[Given data]
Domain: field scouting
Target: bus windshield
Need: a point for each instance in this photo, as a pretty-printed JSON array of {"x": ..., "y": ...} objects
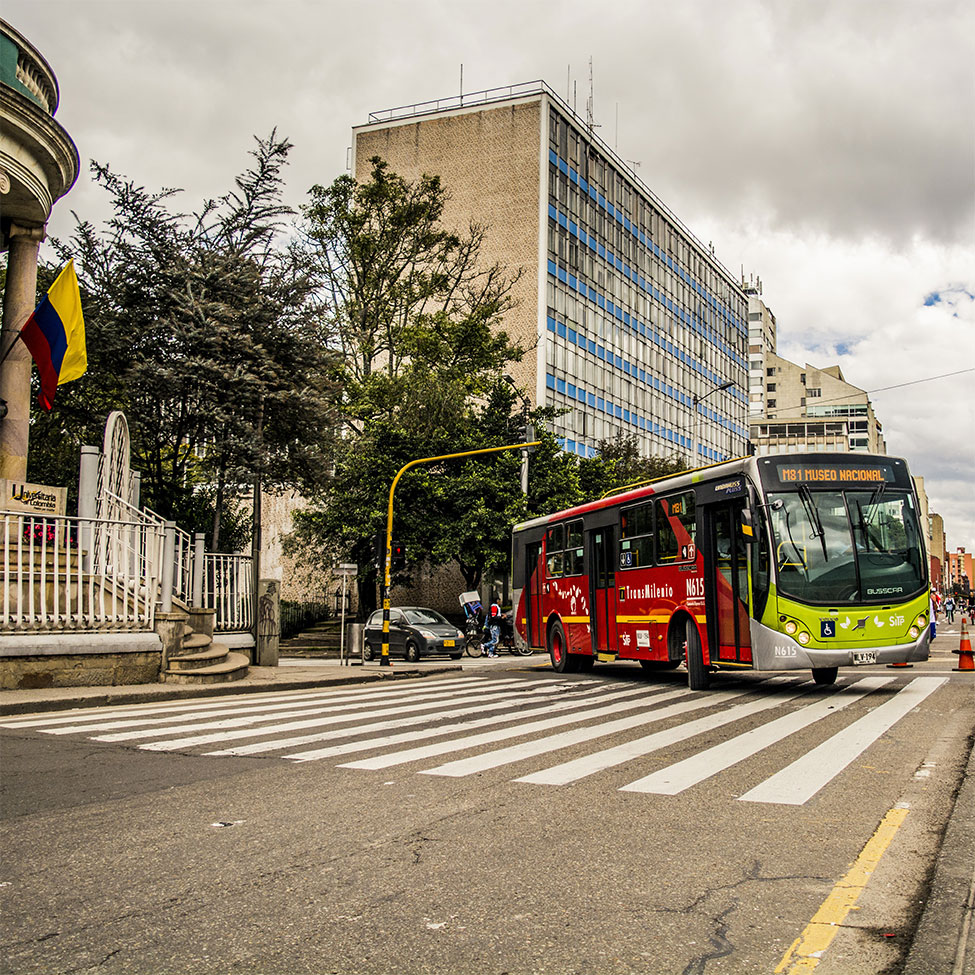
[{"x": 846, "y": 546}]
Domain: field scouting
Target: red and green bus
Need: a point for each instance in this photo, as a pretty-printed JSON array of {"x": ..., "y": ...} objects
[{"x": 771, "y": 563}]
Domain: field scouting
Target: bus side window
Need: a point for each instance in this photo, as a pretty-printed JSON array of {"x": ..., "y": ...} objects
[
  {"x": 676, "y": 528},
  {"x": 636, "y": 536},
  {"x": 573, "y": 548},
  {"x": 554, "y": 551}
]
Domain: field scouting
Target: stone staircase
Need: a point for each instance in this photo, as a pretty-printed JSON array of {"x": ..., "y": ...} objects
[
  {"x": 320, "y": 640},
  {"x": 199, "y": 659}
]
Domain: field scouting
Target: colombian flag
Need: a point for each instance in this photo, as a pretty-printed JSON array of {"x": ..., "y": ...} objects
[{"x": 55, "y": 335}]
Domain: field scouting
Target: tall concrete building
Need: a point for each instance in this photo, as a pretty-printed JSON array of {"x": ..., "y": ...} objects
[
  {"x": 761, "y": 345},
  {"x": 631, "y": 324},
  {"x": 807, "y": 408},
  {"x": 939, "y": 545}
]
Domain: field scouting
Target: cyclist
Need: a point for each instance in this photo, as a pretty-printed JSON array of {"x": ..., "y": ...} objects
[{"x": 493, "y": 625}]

---

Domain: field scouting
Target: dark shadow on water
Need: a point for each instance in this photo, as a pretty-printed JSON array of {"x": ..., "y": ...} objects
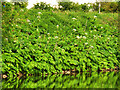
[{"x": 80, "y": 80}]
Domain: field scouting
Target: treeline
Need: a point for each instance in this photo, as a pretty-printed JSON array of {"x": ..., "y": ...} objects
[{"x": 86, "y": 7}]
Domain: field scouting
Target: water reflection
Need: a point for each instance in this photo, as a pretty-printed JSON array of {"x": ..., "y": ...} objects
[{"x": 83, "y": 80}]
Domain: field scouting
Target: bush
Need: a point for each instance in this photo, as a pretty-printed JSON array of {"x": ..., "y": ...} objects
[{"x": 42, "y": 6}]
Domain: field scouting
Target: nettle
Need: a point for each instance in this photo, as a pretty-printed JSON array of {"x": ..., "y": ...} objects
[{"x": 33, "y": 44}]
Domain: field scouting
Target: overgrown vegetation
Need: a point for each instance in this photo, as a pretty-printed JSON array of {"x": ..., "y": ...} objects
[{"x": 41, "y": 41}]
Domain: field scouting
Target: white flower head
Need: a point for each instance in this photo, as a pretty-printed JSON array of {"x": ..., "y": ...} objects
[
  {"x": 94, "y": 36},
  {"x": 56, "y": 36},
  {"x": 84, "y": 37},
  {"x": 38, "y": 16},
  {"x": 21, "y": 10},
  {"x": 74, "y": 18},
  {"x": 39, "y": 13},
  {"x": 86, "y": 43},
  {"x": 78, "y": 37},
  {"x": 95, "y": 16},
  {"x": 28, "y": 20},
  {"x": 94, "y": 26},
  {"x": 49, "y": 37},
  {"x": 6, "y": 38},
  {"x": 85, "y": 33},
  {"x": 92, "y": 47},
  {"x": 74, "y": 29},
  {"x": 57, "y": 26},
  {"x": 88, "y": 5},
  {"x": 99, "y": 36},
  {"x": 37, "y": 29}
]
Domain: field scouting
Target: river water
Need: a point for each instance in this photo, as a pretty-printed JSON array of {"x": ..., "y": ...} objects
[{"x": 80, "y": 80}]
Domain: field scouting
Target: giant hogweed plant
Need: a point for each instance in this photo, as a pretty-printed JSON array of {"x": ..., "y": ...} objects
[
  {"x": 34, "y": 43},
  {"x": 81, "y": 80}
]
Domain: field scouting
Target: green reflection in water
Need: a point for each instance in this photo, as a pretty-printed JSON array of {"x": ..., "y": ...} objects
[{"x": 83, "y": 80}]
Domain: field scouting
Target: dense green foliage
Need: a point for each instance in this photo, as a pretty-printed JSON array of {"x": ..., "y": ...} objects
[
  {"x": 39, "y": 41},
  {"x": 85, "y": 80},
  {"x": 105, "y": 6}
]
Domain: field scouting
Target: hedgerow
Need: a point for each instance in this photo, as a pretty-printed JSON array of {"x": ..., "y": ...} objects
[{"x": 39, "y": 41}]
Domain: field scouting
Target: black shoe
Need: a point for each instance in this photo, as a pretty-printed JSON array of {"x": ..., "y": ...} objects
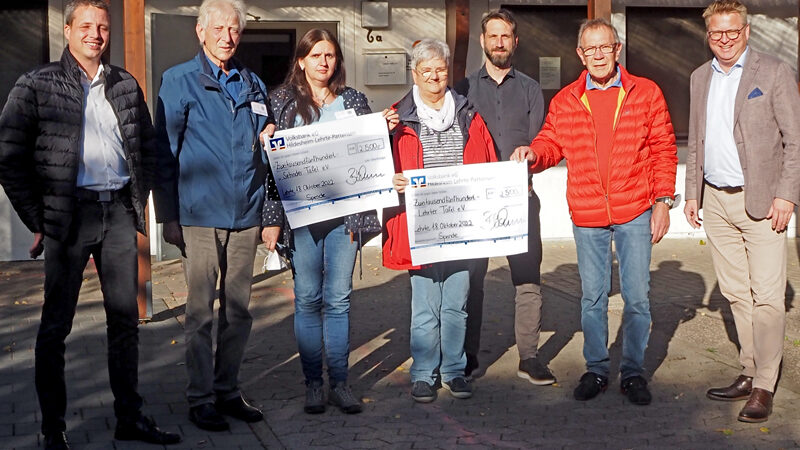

[Directions] List every line of the entries above that contains the word "reflection", matching case exactly.

[Solved problem]
Target: water reflection
Target: green reflection in water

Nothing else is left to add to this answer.